══ Information given ══

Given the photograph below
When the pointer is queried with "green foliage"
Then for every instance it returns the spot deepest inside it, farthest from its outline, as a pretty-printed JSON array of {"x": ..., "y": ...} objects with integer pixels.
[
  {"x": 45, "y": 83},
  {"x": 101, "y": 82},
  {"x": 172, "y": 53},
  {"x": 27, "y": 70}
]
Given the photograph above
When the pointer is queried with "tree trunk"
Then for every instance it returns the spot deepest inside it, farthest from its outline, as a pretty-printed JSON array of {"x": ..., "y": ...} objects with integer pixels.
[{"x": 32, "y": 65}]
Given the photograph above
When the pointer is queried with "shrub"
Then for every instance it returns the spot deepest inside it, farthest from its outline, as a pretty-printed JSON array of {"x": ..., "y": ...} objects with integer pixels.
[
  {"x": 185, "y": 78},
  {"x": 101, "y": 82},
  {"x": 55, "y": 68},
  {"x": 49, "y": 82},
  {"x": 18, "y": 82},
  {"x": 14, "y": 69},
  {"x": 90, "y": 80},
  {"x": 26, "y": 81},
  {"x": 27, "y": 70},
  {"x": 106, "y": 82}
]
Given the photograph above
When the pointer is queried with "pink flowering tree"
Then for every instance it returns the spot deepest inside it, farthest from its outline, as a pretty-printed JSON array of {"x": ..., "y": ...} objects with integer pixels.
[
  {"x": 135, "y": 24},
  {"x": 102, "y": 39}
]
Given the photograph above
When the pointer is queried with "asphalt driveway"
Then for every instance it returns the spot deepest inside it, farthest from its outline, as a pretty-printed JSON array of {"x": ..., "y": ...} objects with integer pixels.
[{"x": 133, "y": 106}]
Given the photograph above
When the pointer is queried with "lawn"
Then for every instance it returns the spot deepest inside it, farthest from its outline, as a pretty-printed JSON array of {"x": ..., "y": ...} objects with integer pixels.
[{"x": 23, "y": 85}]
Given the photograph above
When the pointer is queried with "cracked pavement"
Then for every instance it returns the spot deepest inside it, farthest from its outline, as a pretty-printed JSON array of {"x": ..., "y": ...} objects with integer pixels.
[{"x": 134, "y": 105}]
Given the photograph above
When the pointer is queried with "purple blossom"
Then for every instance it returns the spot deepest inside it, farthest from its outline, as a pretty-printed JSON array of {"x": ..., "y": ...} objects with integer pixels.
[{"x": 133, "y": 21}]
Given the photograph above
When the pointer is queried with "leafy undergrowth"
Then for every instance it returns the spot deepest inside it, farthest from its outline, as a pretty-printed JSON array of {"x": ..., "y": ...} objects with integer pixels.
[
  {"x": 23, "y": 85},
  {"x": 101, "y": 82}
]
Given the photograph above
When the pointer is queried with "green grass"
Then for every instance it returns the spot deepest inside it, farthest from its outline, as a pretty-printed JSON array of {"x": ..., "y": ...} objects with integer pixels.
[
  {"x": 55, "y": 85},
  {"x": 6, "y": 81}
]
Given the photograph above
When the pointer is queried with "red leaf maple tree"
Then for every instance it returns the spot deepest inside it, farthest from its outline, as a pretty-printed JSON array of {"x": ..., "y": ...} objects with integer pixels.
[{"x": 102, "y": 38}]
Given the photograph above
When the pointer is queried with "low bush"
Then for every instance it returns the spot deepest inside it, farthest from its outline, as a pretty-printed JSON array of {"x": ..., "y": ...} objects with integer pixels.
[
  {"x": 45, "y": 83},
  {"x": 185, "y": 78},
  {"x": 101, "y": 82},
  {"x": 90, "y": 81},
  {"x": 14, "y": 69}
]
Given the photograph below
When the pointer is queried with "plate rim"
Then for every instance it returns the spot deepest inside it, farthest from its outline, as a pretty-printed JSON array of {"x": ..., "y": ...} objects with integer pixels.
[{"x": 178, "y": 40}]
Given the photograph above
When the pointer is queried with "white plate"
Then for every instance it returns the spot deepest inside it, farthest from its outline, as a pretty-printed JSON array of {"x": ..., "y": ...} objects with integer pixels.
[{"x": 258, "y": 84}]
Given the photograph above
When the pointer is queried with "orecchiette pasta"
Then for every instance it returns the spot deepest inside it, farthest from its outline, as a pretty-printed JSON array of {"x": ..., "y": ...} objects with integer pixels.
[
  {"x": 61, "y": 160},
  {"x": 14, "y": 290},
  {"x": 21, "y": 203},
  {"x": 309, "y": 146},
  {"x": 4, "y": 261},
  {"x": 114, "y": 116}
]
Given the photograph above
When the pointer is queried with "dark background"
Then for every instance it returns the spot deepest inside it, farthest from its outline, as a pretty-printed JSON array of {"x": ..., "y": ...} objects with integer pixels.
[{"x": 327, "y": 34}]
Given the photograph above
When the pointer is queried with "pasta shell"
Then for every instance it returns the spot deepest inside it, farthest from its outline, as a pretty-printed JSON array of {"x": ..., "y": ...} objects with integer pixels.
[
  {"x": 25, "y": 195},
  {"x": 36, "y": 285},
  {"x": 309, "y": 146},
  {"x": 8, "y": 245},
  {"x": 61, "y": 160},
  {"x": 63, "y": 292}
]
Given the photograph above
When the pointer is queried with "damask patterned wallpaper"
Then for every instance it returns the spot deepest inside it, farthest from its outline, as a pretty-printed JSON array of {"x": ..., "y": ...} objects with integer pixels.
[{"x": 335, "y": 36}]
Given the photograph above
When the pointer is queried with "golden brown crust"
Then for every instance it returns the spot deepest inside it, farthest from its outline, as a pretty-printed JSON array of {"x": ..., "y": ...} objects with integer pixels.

═══

Print the data above exactly.

Answer
Given the photograph below
When the pointer is queried with "green foliage"
Then for every instance it returns the spot deepest inside it, farthest from its outline, as a pretty-printed JSON array of {"x": ..., "y": ...} objects with integer pixels.
[
  {"x": 45, "y": 83},
  {"x": 101, "y": 82},
  {"x": 172, "y": 53},
  {"x": 27, "y": 70}
]
Given the photograph above
When the pointer is queried with "tree trunk"
Then for every instance it returns the spot deepest inside it, farthest from its outline, as a pretty-printed JSON array of {"x": ..., "y": ...} objects with integer pixels.
[{"x": 32, "y": 65}]
Given the photograph above
When the pointer is queried with "shrub"
Then for every instance it returns the spot deepest inside it, farthest from its outline, as a pretty-printed JSON array of {"x": ..., "y": ...} objects with integer pixels.
[
  {"x": 185, "y": 78},
  {"x": 101, "y": 82},
  {"x": 55, "y": 68},
  {"x": 49, "y": 82},
  {"x": 18, "y": 82},
  {"x": 14, "y": 69},
  {"x": 90, "y": 80},
  {"x": 26, "y": 81},
  {"x": 27, "y": 70},
  {"x": 106, "y": 82}
]
Given the photograph above
When the pointer is queried with "pink flowering tree"
Then for every instance it returns the spot deepest inside it, farthest from its outline, as a pretty-printed JSON array of {"x": ..., "y": ...} objects with integer pixels.
[
  {"x": 135, "y": 24},
  {"x": 102, "y": 39}
]
Given the photograph above
When the pointer is queried with "asphalt driveway"
Then for every instance it returns the spot deepest inside it, farthest from its outline, as a pretty-printed JSON array of {"x": ..., "y": ...} objects with integer pixels.
[{"x": 133, "y": 106}]
Given the photograph above
When the pointer is queried with "lawn"
Then for every instance it returns the spot deepest inside it, farthest from its outline, as a pretty-printed JSON array of {"x": ..., "y": ...} objects with integer pixels.
[{"x": 23, "y": 85}]
Given the photograph above
When the pointer is queried with "cracked pavement"
Then for every instance it returns the spot deepest inside it, farthest from its outline, as a pretty-printed JSON array of {"x": ..., "y": ...} objects with integer pixels.
[{"x": 134, "y": 105}]
Given the photograph above
When the pointer is queried with "purple blossom"
Then for every instance it returns the spot deepest inside it, farthest from its outline, as a pretty-printed JSON array of {"x": ..., "y": ...} objects with integer pixels.
[{"x": 133, "y": 21}]
Given the photograph above
When the pointer is queried with "leafy undergrowth"
Then for every instance it returns the spot deepest inside it, farthest from its outline, as a pretty-printed JSON array of {"x": ..., "y": ...} objects with integer pixels.
[
  {"x": 23, "y": 85},
  {"x": 101, "y": 82}
]
Given the photograph above
When the pointer is queried with "green grass"
Then for every instance it returns the spot deepest inside it, farthest from its outline, as a pretty-printed JSON array of {"x": ..., "y": ...} objects with integer pixels.
[
  {"x": 55, "y": 85},
  {"x": 6, "y": 81}
]
Given the photograph above
When the pointer is queried with "red leaf maple tree"
Then for every instance it returns the spot deepest inside it, farthest from its outline, as a pretty-printed JSON array of {"x": ..., "y": ...} objects with integer pixels.
[{"x": 102, "y": 38}]
Given the photograph above
When the pointer is queried with "low bush"
Then for every instance it returns the spot deepest inside it, farthest from its outline, as a pretty-printed JSON array of {"x": ..., "y": ...} objects with integer pixels.
[
  {"x": 45, "y": 83},
  {"x": 185, "y": 78},
  {"x": 101, "y": 82},
  {"x": 90, "y": 81},
  {"x": 14, "y": 69}
]
Given the photograph below
When the pointer is queried with "plate rim"
Then for every instance it returns the spot deepest inside it, farthest from its outline, as a pretty-printed JSON array of {"x": ..., "y": ...} objects with integer pixels.
[{"x": 178, "y": 40}]
Given the photograph above
When the pointer is queried with "white plate"
Then for every instance it returns the spot deepest inside it, farthest from its outline, as a pretty-printed JSON array of {"x": ..., "y": ...} objects with integer pixels.
[{"x": 258, "y": 84}]
Given the photograph above
When the pointer is queried with "orecchiette pasta"
Then for every instance it returns the spot deepest inside it, farthest from its outline, as a pretty-printed JSON array of {"x": ..., "y": ...} objects with integer pixels.
[
  {"x": 61, "y": 160},
  {"x": 14, "y": 290},
  {"x": 21, "y": 203},
  {"x": 309, "y": 146},
  {"x": 4, "y": 261},
  {"x": 114, "y": 116}
]
Given the photograph above
When the pointer is queried with "dark background"
Then for every instance it returns the spot deepest inside it, farthest from its outline, as a pretty-printed JSON array of {"x": ..., "y": ...} objects with integer pixels.
[{"x": 327, "y": 34}]
Given the photograph above
When the pointer is queried with "pasta shell"
Then for every instance it returns the spot deepest inside it, farthest from its outline, as a pretty-printed JSON array of {"x": ..., "y": ...} objects with integer pixels.
[
  {"x": 25, "y": 195},
  {"x": 36, "y": 285},
  {"x": 309, "y": 146},
  {"x": 8, "y": 245},
  {"x": 61, "y": 160},
  {"x": 63, "y": 292}
]
Given the photograph above
When the pointer is queried with "damask patterned wallpaper"
Then for every instance it returns the spot deepest inside it, farthest from its outline, as a pretty-printed JSON array of {"x": ..., "y": ...} objects with integer pixels.
[{"x": 335, "y": 36}]
Given the photograph above
When the pointer is queried with "golden brown crust"
Then for every instance it returns the spot deepest inside it, farthest from its outline, as a pretty-printed JSON array of {"x": ..., "y": ...} objects with integer pixels.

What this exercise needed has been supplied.